- **WHAT THIS TASK INVOLVES**: Carry on writing the forum post about filtering Dask rows between two dates, starting right after its last line.

I have some code which tries to extract all rows between two dates. In Dask I tried two solutions, firstly the obvious way, with t1
and t2
being numpy.datetime64
:
df[(df["date"] => t1) & df["date"] <= t2]
which works. I was wondering why using set_index
and then indexing didn’t work though :
df.set_index("date", sorted=True)
df.loc[t1:t2].compute()
This gives multiple exceptions :
KeyError: numpy.datetime64('2023-10-28T06:00:00.000000000')
numpy.exceptions.DTypePromotionError: The DType <class 'numpy.dtypes.DateTime64DType'> could not be promoted by <class 'numpy.dtypes.Int32DType'>. This means that no common DType exists for the given inputs. For example they cannot
be stored in a single array unless the dtype is `object`. The full list of DTypes is: (<class 'numpy.dtypes.DateTime64DType'>, <class 'numpy.dtypes.Int32DType'>)

- **DATASET CONTENT**:
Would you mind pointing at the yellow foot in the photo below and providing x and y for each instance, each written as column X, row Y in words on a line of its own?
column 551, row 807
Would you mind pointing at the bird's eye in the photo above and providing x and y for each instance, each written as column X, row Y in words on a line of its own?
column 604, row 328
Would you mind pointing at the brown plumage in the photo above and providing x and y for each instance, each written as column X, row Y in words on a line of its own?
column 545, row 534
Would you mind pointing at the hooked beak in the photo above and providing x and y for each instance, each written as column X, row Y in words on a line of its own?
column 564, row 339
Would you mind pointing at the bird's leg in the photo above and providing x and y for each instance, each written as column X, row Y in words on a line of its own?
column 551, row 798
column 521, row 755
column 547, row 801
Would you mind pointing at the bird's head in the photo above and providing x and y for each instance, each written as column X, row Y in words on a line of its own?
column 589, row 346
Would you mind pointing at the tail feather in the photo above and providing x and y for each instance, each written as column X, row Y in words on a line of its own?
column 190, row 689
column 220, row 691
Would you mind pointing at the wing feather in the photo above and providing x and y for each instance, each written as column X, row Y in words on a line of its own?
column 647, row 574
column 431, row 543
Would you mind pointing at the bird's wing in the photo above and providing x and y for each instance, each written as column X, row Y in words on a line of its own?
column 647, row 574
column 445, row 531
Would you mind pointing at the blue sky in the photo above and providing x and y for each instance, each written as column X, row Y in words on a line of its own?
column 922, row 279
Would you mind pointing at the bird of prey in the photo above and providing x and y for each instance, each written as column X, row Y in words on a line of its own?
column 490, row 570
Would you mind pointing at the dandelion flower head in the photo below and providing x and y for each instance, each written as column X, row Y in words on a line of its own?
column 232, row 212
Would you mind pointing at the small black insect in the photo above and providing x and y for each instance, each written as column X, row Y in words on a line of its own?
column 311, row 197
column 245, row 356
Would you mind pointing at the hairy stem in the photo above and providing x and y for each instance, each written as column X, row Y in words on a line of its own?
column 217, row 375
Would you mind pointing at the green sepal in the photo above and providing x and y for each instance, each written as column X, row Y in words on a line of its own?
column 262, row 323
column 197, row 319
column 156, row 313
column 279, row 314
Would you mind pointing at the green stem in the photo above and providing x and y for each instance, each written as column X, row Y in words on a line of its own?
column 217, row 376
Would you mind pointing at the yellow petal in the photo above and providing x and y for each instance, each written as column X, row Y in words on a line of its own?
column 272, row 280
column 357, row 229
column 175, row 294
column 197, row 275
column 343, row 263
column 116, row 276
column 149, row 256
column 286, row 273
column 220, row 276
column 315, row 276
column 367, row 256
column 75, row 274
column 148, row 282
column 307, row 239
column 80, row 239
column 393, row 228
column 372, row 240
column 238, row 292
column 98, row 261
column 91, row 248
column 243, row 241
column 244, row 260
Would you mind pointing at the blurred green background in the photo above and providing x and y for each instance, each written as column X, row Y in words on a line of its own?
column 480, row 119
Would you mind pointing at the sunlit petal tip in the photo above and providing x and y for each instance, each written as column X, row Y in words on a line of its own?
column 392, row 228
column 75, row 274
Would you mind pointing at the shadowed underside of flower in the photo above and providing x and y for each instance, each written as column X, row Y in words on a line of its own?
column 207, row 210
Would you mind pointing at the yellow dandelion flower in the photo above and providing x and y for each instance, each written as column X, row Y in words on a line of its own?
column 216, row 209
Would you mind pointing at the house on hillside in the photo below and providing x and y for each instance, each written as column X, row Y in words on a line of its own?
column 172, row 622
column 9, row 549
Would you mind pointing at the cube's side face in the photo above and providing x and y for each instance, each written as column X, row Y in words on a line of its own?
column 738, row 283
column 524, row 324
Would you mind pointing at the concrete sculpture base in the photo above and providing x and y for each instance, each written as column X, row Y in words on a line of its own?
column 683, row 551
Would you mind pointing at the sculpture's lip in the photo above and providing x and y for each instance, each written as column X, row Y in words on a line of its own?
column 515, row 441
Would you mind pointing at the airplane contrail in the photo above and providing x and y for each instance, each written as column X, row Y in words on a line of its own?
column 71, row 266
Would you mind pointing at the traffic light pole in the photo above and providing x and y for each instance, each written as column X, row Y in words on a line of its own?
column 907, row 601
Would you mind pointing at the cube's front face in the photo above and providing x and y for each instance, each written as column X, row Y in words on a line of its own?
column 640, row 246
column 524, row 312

- **ANSWER BELOW**:
numpy.core._exceptions.UFuncTypeError: ufunc 'greater' did not contain a loop with signature matching types (<class 'numpy.dtypes.DateTime64DType'>, <class 'numpy.dtypes.Int32DType'>) -> None
I tried wrapping with to_datetime()
from pandas and dask with no luck. Is this a type error or am I misusing the set_index
interface?